[start of SUPPLIED RECORDS]

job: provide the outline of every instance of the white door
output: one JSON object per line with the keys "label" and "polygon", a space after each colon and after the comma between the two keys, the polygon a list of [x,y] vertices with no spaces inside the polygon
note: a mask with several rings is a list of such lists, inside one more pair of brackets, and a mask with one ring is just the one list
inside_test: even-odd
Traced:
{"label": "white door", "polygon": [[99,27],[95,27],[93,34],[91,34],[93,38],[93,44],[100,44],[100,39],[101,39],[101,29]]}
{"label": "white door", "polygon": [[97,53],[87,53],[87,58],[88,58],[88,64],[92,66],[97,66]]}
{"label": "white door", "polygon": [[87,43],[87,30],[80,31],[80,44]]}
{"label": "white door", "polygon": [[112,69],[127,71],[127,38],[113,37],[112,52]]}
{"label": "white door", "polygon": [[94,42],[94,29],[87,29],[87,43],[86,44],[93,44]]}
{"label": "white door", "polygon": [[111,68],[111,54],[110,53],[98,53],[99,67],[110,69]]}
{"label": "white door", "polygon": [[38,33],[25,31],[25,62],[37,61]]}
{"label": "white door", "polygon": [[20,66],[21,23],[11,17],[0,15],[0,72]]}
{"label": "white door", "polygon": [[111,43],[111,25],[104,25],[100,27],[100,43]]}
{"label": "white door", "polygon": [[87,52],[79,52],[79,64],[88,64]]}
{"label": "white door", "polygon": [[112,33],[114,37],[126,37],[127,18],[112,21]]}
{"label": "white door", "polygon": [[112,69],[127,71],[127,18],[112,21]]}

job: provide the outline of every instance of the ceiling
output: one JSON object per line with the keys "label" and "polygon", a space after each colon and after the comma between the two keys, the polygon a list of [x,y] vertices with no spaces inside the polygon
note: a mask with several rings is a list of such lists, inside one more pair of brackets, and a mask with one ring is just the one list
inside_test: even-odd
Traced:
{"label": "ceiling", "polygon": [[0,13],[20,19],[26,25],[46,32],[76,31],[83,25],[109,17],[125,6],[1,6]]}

[end of SUPPLIED RECORDS]

[SHORT EXERCISE] Revise the rows from the line containing "job: provide the outline of every instance of the ceiling" through the end of the rows, substituting "nonzero" for "even-odd" and keeping everything else unchanged.

[EXERCISE SOLUTION]
job: provide the outline of every instance of the ceiling
output: one JSON object per line with the keys "label" and "polygon", a space after each colon and after the comma between the two keys, the polygon a list of [x,y] vertices with no spaces inside the polygon
note: a mask with several rings is a list of such lists, inside one more pair of brackets, and a mask with one ring is just the one list
inside_test: nonzero
Traced:
{"label": "ceiling", "polygon": [[0,13],[20,19],[26,25],[46,32],[76,31],[83,25],[109,17],[125,6],[1,6]]}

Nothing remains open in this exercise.